- RECORDED INFORMATION -
▶

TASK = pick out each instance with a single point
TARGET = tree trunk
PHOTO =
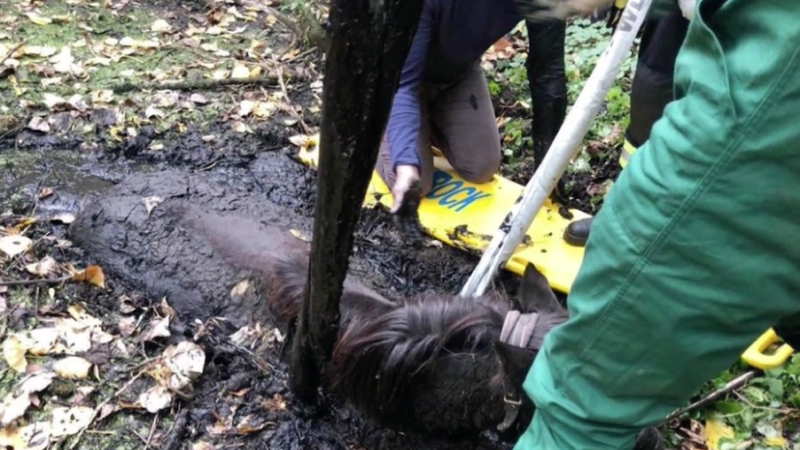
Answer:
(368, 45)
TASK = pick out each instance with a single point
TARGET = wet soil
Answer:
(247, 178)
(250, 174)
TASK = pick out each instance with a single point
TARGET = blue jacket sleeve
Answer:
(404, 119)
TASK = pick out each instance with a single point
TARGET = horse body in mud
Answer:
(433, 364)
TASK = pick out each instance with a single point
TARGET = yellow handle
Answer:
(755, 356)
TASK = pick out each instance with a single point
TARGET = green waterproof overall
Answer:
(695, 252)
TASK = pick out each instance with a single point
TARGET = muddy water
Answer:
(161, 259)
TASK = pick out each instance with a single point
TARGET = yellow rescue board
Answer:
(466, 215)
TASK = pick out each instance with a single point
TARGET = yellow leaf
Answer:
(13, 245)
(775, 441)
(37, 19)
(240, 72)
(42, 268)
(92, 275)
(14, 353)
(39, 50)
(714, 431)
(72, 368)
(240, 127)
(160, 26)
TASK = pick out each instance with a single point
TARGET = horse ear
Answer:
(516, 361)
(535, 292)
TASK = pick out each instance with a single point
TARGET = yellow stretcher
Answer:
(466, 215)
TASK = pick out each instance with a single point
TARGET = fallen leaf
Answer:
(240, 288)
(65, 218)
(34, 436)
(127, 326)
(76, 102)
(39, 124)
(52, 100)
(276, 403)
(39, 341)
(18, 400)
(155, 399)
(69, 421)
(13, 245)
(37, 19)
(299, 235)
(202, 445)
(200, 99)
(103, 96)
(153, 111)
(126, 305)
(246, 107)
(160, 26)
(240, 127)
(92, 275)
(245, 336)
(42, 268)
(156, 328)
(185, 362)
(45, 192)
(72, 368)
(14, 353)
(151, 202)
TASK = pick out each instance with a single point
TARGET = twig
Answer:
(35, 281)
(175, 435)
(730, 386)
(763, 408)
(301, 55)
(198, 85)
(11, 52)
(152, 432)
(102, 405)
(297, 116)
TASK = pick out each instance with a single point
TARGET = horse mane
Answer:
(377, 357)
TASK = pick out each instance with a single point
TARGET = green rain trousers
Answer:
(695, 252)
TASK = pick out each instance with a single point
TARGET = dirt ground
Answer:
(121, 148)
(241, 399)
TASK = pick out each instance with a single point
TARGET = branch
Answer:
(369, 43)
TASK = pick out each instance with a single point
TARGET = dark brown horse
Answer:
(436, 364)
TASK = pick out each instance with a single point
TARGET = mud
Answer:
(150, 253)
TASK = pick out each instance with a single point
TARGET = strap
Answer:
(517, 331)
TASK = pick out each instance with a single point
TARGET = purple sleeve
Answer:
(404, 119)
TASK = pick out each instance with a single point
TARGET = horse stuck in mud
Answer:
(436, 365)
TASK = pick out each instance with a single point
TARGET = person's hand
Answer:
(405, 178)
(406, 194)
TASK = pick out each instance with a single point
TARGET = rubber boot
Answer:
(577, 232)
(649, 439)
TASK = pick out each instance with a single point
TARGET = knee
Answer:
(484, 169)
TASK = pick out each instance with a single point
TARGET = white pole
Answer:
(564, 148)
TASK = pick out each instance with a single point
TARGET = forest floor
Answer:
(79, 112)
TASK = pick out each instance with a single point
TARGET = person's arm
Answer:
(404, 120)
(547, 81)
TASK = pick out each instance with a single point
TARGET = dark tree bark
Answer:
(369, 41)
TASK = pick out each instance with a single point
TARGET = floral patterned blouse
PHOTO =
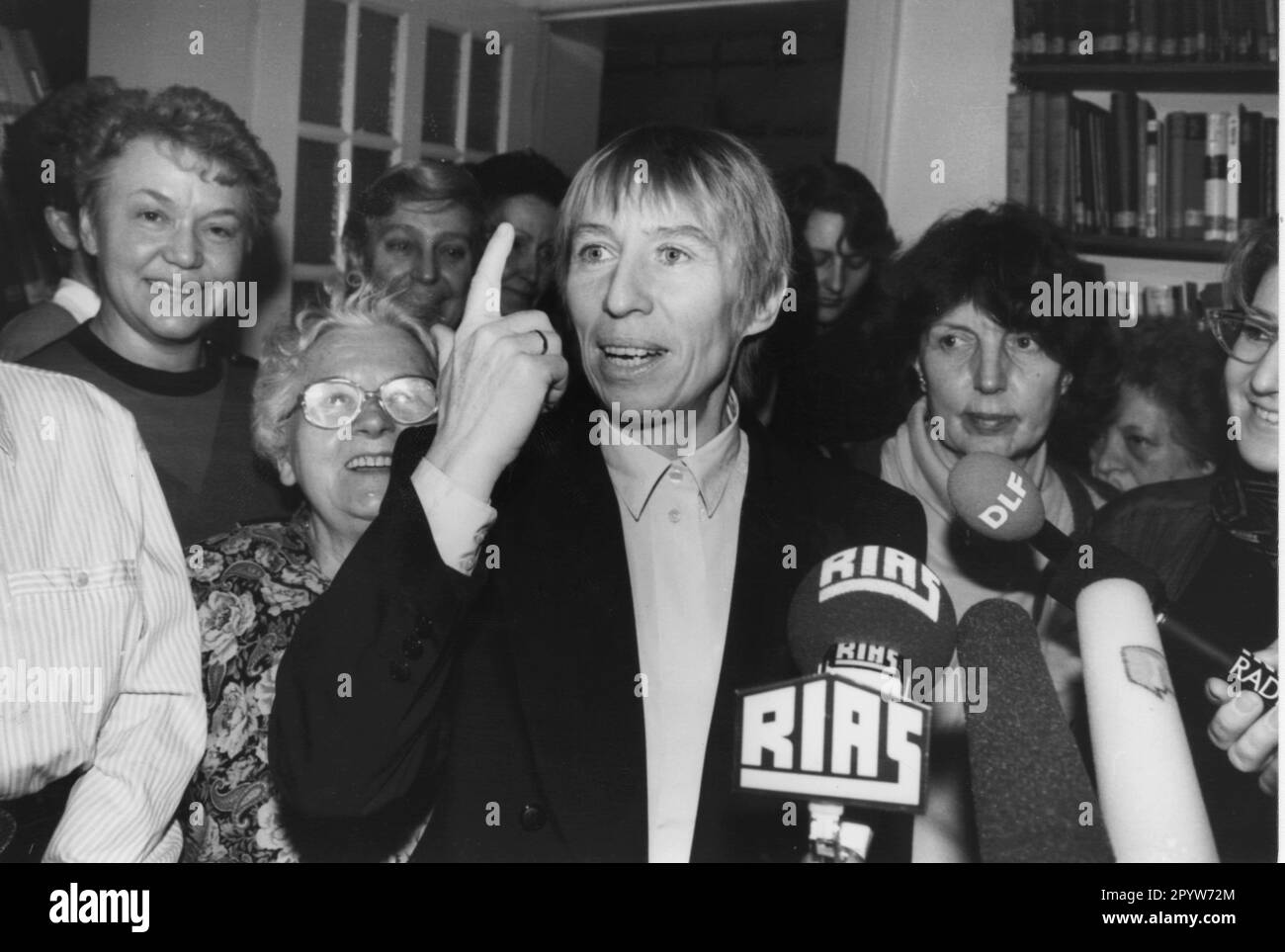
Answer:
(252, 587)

◀
▶

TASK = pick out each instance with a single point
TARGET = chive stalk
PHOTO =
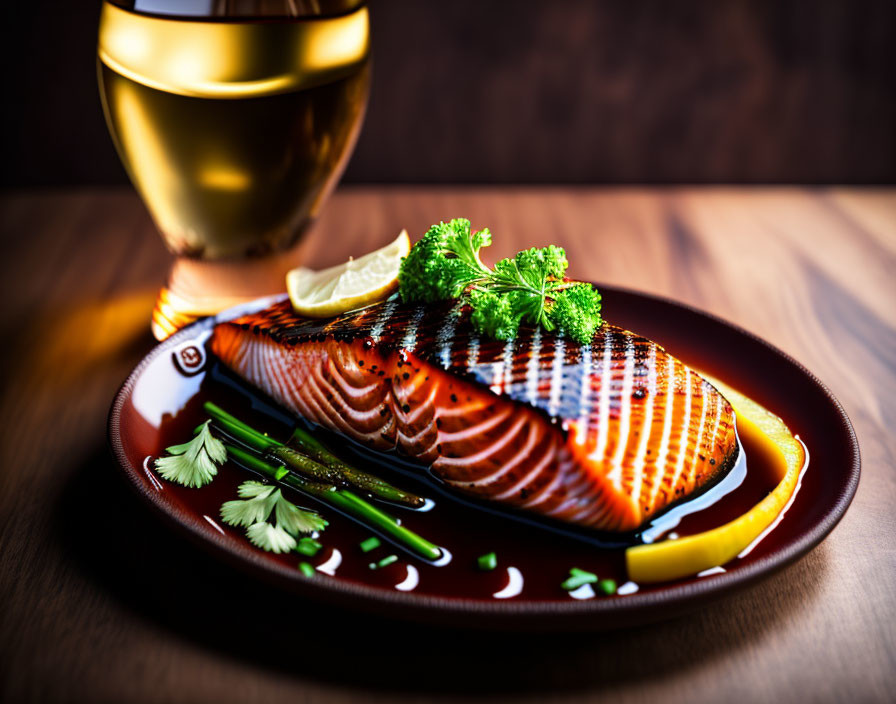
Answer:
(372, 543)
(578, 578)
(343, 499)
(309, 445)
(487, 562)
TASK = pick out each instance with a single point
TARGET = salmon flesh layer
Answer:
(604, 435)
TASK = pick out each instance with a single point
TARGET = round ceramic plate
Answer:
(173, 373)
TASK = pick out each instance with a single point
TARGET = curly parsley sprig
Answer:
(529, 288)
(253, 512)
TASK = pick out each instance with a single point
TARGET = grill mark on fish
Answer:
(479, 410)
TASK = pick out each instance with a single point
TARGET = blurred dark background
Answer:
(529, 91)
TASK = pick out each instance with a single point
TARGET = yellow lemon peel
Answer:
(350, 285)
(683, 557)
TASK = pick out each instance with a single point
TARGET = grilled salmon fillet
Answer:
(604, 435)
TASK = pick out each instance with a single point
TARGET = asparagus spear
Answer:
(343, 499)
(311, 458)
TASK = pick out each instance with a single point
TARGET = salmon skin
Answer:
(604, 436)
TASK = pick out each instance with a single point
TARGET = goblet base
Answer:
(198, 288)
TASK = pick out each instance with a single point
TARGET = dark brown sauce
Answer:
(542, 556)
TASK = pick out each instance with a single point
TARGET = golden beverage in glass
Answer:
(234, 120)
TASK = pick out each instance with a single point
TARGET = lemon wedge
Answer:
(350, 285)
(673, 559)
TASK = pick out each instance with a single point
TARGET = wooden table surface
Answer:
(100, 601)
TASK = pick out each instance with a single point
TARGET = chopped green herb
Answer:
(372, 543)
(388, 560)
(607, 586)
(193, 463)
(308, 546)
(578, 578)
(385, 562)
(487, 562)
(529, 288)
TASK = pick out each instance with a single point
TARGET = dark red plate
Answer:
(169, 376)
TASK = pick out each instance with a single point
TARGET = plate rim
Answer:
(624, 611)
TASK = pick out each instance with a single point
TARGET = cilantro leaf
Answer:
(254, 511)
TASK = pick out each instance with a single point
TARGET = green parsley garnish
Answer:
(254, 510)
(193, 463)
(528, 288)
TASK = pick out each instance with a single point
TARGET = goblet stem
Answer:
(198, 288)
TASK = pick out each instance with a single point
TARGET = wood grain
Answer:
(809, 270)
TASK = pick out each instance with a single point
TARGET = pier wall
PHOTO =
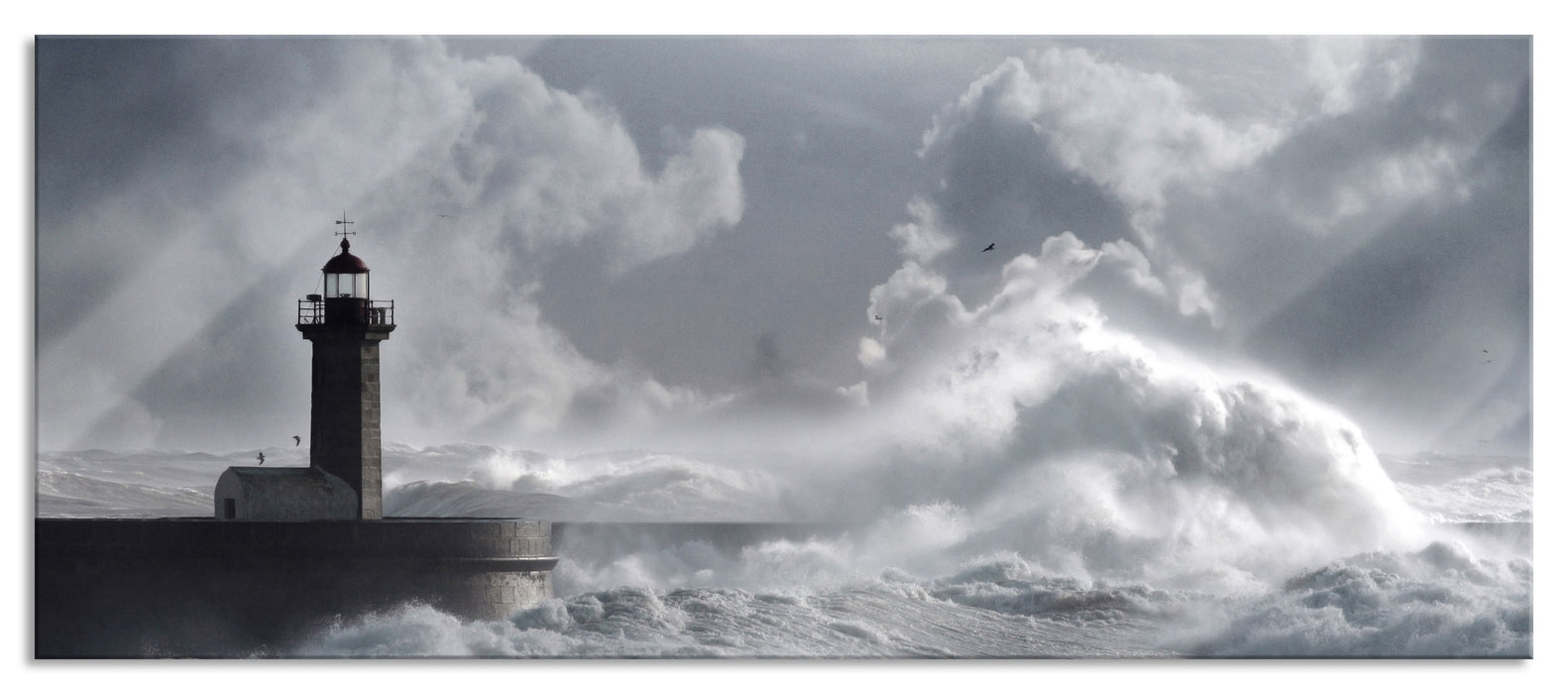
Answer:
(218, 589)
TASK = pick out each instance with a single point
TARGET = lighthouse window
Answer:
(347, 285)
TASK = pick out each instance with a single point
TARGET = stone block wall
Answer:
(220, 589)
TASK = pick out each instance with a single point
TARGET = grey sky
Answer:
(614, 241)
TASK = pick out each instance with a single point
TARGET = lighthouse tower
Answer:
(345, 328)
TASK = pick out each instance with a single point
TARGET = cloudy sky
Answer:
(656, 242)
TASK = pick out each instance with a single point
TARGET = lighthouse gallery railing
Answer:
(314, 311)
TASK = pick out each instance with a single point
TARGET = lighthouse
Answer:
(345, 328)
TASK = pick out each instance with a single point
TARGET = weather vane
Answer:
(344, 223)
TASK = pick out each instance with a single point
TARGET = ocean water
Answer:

◀
▶

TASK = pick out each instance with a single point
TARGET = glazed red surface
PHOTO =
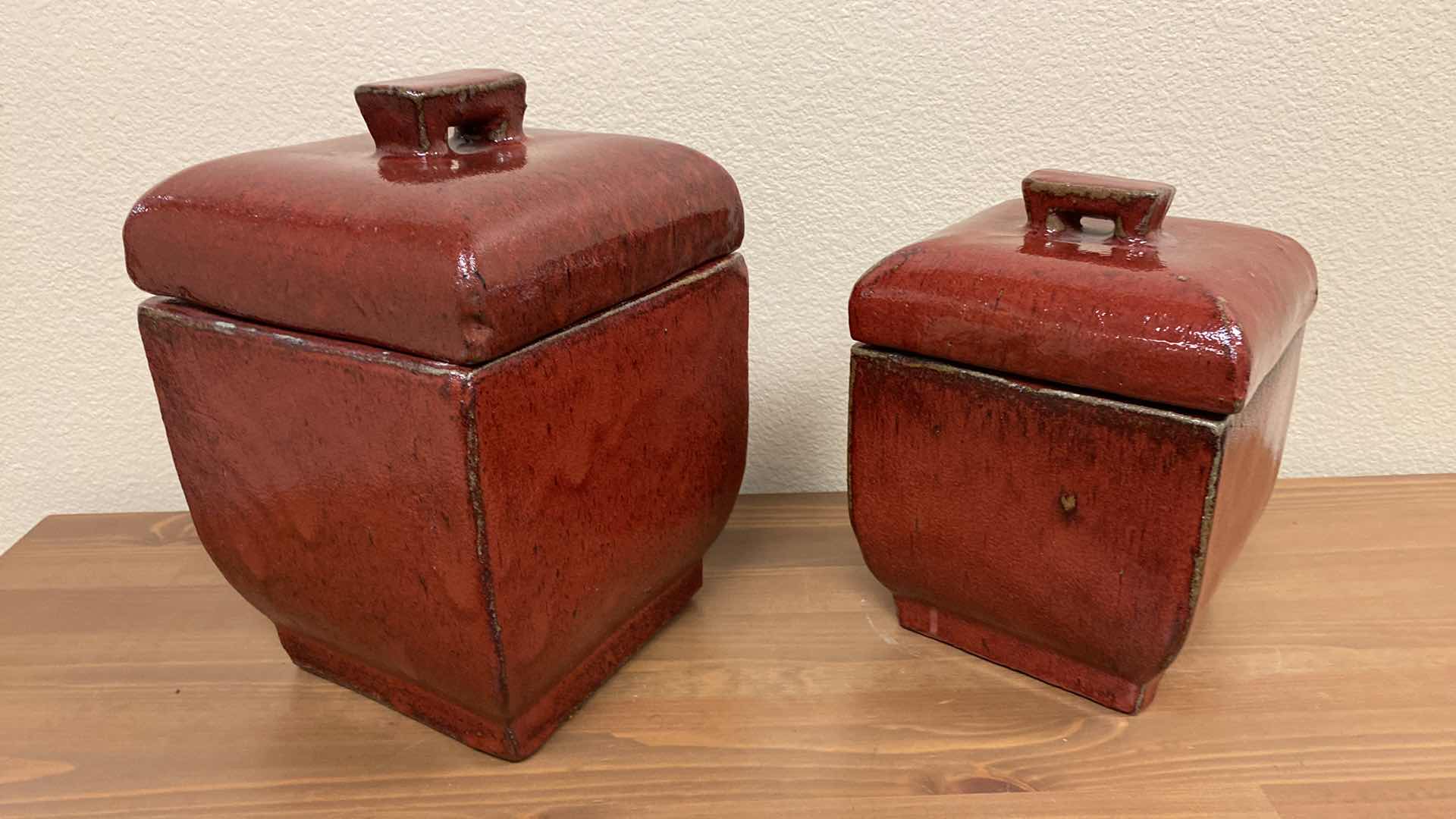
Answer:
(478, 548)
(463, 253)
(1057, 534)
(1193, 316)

◀

- INSTRUCTIONS FOR THE TASK -
Pull out every line of the data above that contains the word "tree", and copy each one in full.

- RESPONSE -
TARGET = tree trunk
TARGET = dark tree bark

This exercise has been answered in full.